== Task brief ==
Nothing in the entries below may be altered; print them as they stand.

== Dataset extract ==
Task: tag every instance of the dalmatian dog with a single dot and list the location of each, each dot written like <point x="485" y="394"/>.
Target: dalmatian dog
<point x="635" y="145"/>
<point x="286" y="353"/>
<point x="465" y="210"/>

== Result of the task ==
Task: tag every instance of the dalmatian dog with a single dot and list the location of each, each dot written like <point x="485" y="394"/>.
Target: dalmatian dog
<point x="635" y="145"/>
<point x="286" y="353"/>
<point x="465" y="210"/>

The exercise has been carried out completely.